* [Given records]
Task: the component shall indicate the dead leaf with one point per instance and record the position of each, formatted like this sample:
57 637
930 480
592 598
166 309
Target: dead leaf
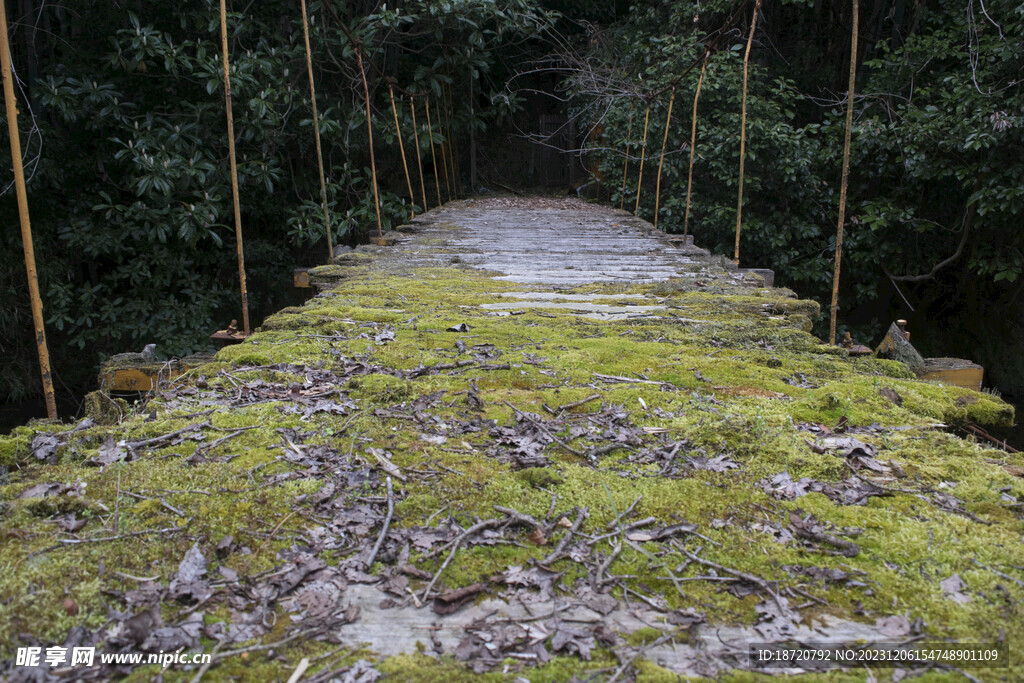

* [Problem description]
Set down all of the entries exactly. Leave the pictures out.

* [Task result]
Task: the component shall indicate the dead leaf with one point per instance and record the position of each, formatted like this sample:
57 637
930 480
592 598
166 309
Target: dead leaf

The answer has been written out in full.